Complete the following:
1. From the pattern-matching word reference, output the stretch from "The execution-time code for <<" through "will be tried." word for word.
2. In the pattern-matching word reference, what does ENTER< push onto the Return stack?
3. Sum up the pattern-matching word reference in two sentences.

------ Selected extract

Execute the pattern definition at address a, using the string s as the subject string. Returns a success flag f, true if a match was achieved, false if not. (This is the 'top level' of pattern evaluation, beyond which there is no backtracking.) Typical usage: " string" ' <name> EVALUATE

"Private" words

ENTER< ( - a oip ) (R: ip - ip a )

Sets up the stack context for pattern matching. The current scan position a is pushed onto the Return stack, to be used by (|). A "fallout" backtracking record is pushed onto the History stack. ENTER< is compiled after the "ordinary" colon definition code by PAT: . The sequence PAT: name ... is equivalent to : name ENTER< ...

>EXIT ( a oip - 1 ) (R: ip a - ip ) or ( xx - xx a iip 1 ) (R: ip a - ip )

Cleans up the stack context at the end of a subpattern. The scan position is dropped from the Return stack. If no backtracking records were pushed during the subpattern -- as indicated by the 'oip' pushed by ENTER< being on the top of the History stack --then the "fallout" record is discarded; otherwise, a "fallin" record is pushed onto the History stack. A "true" flag is pushed onto the stack to indicate subpattern success. >EXIT is compiled before the "ordinary" colon exit by ;PAT. The sequence ... ;PAT is equivalent to ... >EXIT ;

(<<) ( - ) (R: ip a - ip a )

The execution-time code for << . Saves the current scan cursor in the Return stack context, in the topmost Return stack item. This establishes the position where alternatives will be tried.

(|) ( =t - a ip ) (R: ip a - ip a ) or ( =f - ) (R: ip a - ip a )

The execution-time code for | . Tests the result of a pattern element or subpattern, and either proceeds to the next alternative (if failure), or skips the remaining alternatives (if success). If the former, the scan position is restored non- destructively from the top of the Return stack. If following alternative(s) are skipped, its instruction address ip and the "restore" position of the scan pointer, a (obtained from the Return stack), are pushed on the History stack.

(>>) ( =t - ) or ( a ip =f - )

------------
------ Record set

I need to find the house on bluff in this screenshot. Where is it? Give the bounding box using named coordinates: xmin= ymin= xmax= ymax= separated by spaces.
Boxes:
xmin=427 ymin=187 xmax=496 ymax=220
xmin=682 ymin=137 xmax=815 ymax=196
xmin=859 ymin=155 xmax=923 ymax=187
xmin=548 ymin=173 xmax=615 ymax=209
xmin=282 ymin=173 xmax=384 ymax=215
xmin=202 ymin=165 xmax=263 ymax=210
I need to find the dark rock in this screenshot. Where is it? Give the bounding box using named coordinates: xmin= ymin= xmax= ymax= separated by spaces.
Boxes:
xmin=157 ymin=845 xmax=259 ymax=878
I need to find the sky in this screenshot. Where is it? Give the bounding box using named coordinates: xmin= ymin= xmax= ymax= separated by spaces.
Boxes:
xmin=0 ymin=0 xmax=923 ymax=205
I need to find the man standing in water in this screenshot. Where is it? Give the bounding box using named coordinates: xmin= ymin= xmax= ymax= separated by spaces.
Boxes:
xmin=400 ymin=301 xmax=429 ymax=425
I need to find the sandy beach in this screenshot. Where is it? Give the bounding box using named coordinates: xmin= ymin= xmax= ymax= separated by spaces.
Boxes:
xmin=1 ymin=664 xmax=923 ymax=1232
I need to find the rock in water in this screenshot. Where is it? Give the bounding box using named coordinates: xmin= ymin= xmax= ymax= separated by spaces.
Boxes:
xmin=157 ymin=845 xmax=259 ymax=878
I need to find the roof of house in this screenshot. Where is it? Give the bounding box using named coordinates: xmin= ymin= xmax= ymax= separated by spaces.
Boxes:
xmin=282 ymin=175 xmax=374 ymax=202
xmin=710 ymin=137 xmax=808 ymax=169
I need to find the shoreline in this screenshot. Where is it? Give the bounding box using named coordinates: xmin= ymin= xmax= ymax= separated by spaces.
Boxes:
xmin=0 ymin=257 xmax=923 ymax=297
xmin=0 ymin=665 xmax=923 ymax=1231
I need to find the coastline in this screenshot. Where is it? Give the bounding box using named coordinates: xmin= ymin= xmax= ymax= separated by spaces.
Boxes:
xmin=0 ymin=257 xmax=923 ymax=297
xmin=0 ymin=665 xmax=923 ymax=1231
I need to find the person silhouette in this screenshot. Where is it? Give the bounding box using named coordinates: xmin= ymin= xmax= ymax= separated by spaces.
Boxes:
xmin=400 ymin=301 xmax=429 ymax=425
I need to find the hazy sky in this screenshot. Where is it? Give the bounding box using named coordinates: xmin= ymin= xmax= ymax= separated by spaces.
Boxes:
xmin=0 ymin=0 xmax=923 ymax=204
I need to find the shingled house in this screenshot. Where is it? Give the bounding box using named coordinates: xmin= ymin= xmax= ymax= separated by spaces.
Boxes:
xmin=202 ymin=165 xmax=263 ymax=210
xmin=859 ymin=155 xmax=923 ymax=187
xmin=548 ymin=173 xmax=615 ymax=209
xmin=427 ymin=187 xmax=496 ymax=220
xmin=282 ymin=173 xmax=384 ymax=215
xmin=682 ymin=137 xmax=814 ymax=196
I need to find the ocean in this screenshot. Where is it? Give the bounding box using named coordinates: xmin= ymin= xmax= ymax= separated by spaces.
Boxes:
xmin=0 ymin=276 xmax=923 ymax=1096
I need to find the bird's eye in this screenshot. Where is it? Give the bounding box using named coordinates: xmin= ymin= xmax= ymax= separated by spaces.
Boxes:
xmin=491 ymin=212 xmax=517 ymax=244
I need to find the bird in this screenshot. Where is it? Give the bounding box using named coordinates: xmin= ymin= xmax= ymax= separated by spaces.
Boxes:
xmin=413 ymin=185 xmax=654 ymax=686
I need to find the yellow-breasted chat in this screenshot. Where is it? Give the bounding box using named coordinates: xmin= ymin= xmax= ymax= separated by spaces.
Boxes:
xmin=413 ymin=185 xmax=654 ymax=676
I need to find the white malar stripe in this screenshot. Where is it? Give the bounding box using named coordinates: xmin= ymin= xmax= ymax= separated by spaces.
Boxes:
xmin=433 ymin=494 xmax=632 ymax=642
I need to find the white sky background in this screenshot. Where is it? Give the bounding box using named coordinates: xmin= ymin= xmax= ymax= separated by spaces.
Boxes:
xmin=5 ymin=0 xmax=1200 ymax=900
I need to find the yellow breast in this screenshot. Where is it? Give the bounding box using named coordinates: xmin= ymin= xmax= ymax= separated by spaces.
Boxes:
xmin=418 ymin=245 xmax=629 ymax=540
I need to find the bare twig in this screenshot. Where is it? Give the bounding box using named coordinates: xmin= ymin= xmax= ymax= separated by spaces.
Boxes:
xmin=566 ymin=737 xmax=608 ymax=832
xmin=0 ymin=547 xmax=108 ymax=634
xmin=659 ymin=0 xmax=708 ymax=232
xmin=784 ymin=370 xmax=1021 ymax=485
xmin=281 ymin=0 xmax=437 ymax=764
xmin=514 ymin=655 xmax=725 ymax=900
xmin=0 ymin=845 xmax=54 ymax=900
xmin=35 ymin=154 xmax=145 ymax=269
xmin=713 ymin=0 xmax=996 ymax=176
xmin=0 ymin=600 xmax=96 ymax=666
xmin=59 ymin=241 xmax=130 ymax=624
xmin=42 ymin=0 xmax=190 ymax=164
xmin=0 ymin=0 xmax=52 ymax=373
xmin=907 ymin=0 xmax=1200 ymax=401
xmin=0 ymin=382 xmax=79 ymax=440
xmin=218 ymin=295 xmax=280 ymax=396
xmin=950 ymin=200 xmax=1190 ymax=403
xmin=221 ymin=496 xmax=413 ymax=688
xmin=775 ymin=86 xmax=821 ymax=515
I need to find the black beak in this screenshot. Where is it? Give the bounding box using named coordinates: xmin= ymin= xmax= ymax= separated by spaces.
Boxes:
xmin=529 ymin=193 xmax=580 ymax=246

------------

Task-by-task answers:
1.
The execution-time code for << . Saves the current scan cursor in the Return stack context, in the topmost Return stack item. This establishes the position where alternatives will be tried.

2. It pushes the current scan position a onto the Return stack.

3. EVALUATE executes the pattern definition at an address against a subject string and returns a flag that is true if a match was achieved and false if not. Among the private words, ENTER< and >EXIT set up and clean up the stack context for a subpattern, while (<<) saves the current scan cursor and (|) tests a result to either try the next alternative on failure or skip the remaining ones on success.